● **What to do**
An exact, complete copy of the data is all that is needed.

********

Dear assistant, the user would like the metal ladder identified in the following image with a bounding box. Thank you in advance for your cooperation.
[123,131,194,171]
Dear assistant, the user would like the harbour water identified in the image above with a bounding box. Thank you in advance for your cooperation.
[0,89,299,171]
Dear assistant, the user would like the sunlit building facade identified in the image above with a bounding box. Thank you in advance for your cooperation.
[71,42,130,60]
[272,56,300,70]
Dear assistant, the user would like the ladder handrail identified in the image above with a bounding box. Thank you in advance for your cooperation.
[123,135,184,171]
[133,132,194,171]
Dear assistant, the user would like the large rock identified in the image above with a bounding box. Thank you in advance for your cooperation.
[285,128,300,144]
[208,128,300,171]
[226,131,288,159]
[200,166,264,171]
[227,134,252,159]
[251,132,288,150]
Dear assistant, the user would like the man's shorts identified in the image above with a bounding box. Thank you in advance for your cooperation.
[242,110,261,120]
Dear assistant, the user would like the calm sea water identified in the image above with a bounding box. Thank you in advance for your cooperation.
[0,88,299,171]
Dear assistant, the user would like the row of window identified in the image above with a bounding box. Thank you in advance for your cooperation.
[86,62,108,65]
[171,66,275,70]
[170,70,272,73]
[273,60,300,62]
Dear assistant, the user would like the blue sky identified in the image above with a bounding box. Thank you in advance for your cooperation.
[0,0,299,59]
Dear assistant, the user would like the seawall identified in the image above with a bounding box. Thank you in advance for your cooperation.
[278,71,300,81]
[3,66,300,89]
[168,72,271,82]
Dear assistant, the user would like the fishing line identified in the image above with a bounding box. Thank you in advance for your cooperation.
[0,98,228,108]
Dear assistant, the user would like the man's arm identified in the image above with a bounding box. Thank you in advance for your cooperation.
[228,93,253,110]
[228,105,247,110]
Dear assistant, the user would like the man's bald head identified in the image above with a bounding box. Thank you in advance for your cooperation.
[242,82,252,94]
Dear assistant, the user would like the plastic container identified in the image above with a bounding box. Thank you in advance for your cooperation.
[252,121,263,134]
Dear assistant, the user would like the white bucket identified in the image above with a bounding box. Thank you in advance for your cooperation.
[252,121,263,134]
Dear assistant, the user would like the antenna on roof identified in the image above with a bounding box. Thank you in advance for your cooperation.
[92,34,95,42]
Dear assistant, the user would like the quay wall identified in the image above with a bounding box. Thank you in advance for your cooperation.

********

● **Solution to this exercise**
Dear assistant, the user would like the metal ladder identified in the following image with a bounding box. Thank you in advance for your cooperation.
[123,131,194,171]
Dear assistant, the user would like the harbour water identified in the image above with a bounding box. Thank you in advance for your cooperation.
[0,89,299,171]
Dear assistant, the user would like the sunlit building facade identified in the image above with a bounding box. Thank you in advance for your cooperation.
[71,42,130,60]
[272,56,300,70]
Dear assistant, the user would like the ladder handrail identified in the image above with a bounding box. Thank you in advance for your cooperation.
[123,135,184,171]
[133,132,194,171]
Dear assistant, the user would like the large rock identified in the image above with a bounding box. Thank you in advance for your cooperation.
[285,128,300,144]
[208,128,300,171]
[226,131,288,159]
[200,166,264,171]
[227,134,252,159]
[251,132,288,150]
Dear assistant, the user would like the man's shorts identified in the image above with a bounding box. Thank you in advance for your cooperation.
[242,110,261,120]
Dear assistant, the user would like the calm sea water identified in the image above with a bounding box. Thank you in advance for your cooperation.
[0,88,299,171]
Dear assistant, the user would like the row of window identified in the image above with a bounding box. Thank you in advance for your cooperation.
[86,62,108,65]
[171,66,275,70]
[170,70,272,73]
[273,60,300,62]
Dear assistant, the user would like the blue sky identified in the image above with a bounding box. Thank you in advance for your cooperation.
[0,0,299,59]
Dear assistant, the user would like the seawall identified in the image above with a bounding box. Thank you in advance for your cooperation.
[278,71,300,81]
[3,66,300,89]
[168,72,271,82]
Dear assistant, the user would like the fishing line identified in the image above with a bounding box. Thank you in advance for your cooperation.
[0,98,228,108]
Dear assistant, the user would like the man's arm identified in the image above with a bounding box. Thank you in advance for your cooperation.
[228,93,253,110]
[228,105,247,110]
Dear assistant, the user would like the man's bald head identified in the image above with a bounding box. Thank you in advance for your cooperation.
[242,82,252,94]
Dear assistant, the user would like the plastic container identified in the image above with a bounding box. Thank you in advance for your cooperation.
[252,121,263,134]
Dear assistant, the user would like the white bucket identified in the image above with a bounding box. Thank you in advance for your cooperation.
[252,121,263,134]
Dear assistant, the user would like the antenna on roof identified in the image above with a bounding box. Thank you in advance for your cooperation.
[92,34,95,42]
Dear assistant, the user would like the quay wall identified in the image above with a bounding box. Thank you in advance for your cooperation.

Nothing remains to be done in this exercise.